■ ASSIGNMENT:
Write the entries out again in full and unchanged, dropping every image.

■ Point localization data:
========

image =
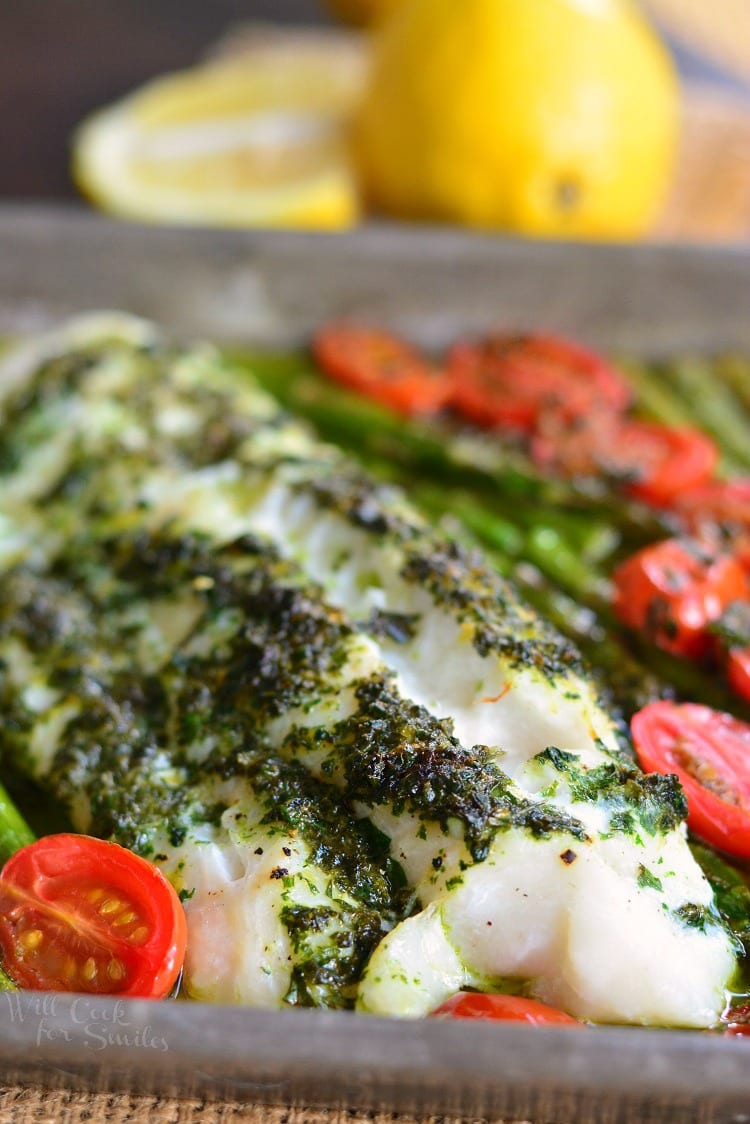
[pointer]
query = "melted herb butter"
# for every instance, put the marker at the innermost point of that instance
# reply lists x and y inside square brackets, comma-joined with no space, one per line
[636,801]
[394,753]
[128,752]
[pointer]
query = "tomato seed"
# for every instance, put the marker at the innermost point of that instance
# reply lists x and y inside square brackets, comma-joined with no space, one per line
[125,918]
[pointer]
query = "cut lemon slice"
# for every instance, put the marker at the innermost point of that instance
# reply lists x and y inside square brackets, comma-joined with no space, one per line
[256,139]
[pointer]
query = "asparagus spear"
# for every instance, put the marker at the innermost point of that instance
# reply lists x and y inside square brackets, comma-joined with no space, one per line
[15,832]
[716,409]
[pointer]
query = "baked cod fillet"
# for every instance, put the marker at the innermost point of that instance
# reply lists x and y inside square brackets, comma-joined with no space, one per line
[375,774]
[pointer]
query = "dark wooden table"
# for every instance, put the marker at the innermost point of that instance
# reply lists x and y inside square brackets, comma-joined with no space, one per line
[60,59]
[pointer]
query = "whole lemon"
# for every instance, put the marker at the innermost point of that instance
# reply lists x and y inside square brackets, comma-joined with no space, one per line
[547,117]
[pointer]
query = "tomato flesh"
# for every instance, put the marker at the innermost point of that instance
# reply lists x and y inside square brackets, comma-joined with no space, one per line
[507,1008]
[710,752]
[381,366]
[671,591]
[511,380]
[78,914]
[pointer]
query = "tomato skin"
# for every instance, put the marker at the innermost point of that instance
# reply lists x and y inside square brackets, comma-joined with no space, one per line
[80,914]
[383,368]
[720,506]
[651,462]
[688,740]
[671,591]
[509,380]
[506,1008]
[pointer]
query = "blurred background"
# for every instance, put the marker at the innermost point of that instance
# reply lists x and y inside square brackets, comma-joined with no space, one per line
[482,148]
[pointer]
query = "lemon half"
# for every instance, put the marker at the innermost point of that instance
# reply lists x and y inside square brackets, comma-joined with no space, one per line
[258,139]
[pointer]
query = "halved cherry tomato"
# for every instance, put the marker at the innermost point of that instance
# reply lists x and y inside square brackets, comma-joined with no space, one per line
[738,671]
[723,502]
[719,511]
[78,914]
[710,753]
[671,591]
[509,380]
[652,462]
[507,1008]
[382,366]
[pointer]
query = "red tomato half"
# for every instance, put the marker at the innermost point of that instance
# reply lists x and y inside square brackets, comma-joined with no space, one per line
[509,380]
[710,753]
[738,671]
[719,511]
[671,591]
[723,504]
[78,914]
[652,462]
[381,366]
[507,1008]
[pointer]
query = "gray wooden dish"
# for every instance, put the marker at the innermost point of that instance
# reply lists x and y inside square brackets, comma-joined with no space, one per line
[273,289]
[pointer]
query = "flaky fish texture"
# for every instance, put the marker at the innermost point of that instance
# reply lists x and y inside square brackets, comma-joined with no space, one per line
[375,776]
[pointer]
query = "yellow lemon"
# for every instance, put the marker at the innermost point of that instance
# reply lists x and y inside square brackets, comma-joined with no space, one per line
[254,141]
[548,117]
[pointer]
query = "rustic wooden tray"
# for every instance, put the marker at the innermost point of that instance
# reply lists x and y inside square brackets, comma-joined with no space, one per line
[273,290]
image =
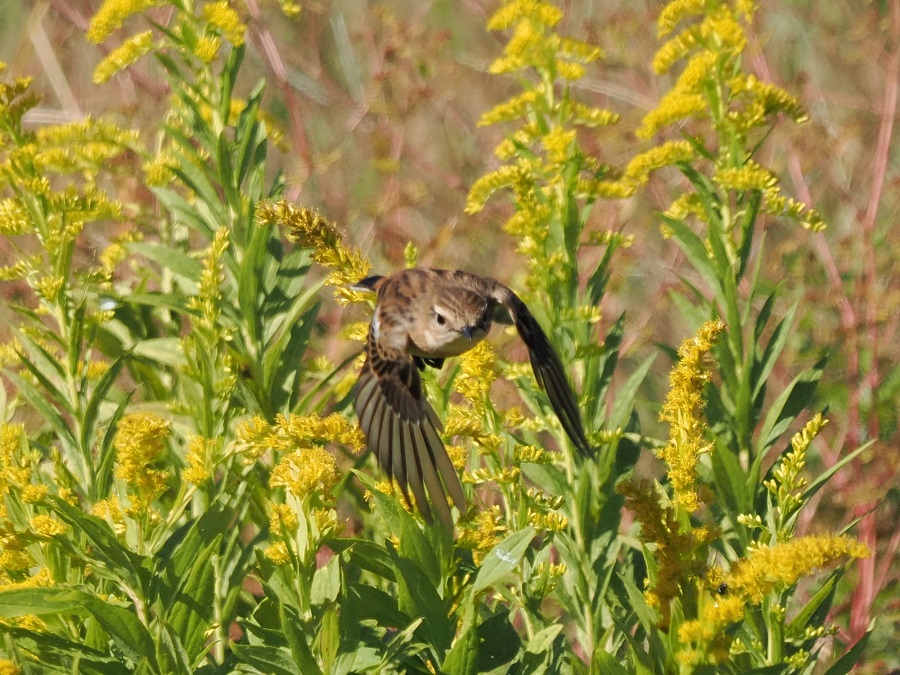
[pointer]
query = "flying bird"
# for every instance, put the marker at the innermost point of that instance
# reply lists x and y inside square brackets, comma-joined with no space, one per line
[422,316]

========

■ WRITTEN RESPONSE:
image =
[pointer]
query = "melted herb butter"
# for every instance, put the marker at the innermost point of that instance
# reply lists x and y inside square brackets, comma-joined with no space, one per line
[636,801]
[394,753]
[128,752]
[pointer]
query = "tomato seed"
# for every instance, put the marker at the innermost point of that instance
# reply lists x and y inside square brackets, comma-joined with no space, one per line
[125,918]
[pointer]
query = "cut lemon slice"
# for every instance, put the marker at the innermost point of that instance
# reply lists x and y inside square brackets, comma-joined with no space, one per line
[256,139]
[pointer]
query = "asparagus spear"
# for every instance, put the marker at the innermost point of that instance
# reply lists x and y inside square brackets, comma-joined with no space, one per line
[15,832]
[716,409]
[pointer]
query = "baked cod fillet"
# for every instance, put the marker at the innermost point of that instance
# reply lists x and y inside square brackets, comma-joined with no space, one per line
[375,774]
[pointer]
query = "dark wooden table"
# for every instance, put the marker at the innermost point of that instance
# reply lists x and y inside square brackets, comma-joined with no space, one per line
[60,59]
[pointer]
query = "whole lemon"
# for every instance, put the marker at the innermost point of that instance
# reply lists x and y inside square brackets, comma-joined with no space, one per line
[547,117]
[pointer]
query = "tomato flesh"
# for every instance, put the marker at the innermost point of that instance
# reply lists x and y inside square brackets, comma-joined with no space, one per line
[507,1008]
[710,752]
[381,366]
[671,591]
[511,380]
[78,914]
[pointer]
query = "tomato skin"
# for every instance, put the marker at the innermost point of that instance
# reply lists x and y inside square brackets, comma-joined with no space, one per line
[80,914]
[383,368]
[720,506]
[651,462]
[688,740]
[671,591]
[509,380]
[506,1008]
[pointer]
query = "blurred background"
# for every instance, put the marker at the innermost point of that instance
# reply lists x and y inside square brackets, comma-joined with no space, one per line
[482,148]
[pointer]
query = "lemon half"
# for every instance, put the marker at the innermost point of that instance
# reply lists x and y inside square brackets, comma-joined with no space, one per line
[258,139]
[pointer]
query = "halved cherry tomato"
# for every instance, put the marker at the innermost point of that instance
# reply lists x and y inside square brackets, comma-joined with no space, one per line
[738,671]
[723,502]
[719,511]
[78,914]
[710,753]
[671,591]
[509,380]
[652,462]
[507,1008]
[382,366]
[pointer]
query = "red tomato half"
# for every instance, put the marker at the innermost point of that instance
# reply lists x and y inside square brackets, comma-joined with no space, one per line
[509,380]
[710,753]
[738,671]
[719,511]
[671,591]
[723,504]
[78,914]
[652,462]
[381,366]
[507,1008]
[pointer]
query = "gray wooden dish"
# for every instance, put the marker at the innermost point of that instance
# reply lists x and y inside square brackets, comma-joined with no space, one per line
[273,289]
[pointer]
query = "flaky fish texture"
# for every instance, put the marker at the innermost point of that instance
# reply lists x and y inside square brackets, comma-joined with no space, one per line
[375,776]
[pointer]
query = "yellow lemon"
# for every instance, put the marker at the innermost point of that instance
# reply lists x and y inside square brackets, comma-joined with no space, one per line
[254,141]
[548,117]
[pointer]
query = "rustic wooden tray"
# for every instance, put the marker at the innermost point of that instance
# reply lists x and y inside square brackets, comma-joined with no space, one per line
[273,290]
image =
[pointer]
query = "flying bird"
# for every instance, put the marker at the innermost point of that instance
# reply lists x and y inside square brackets, comma-joined with no space, one per line
[422,316]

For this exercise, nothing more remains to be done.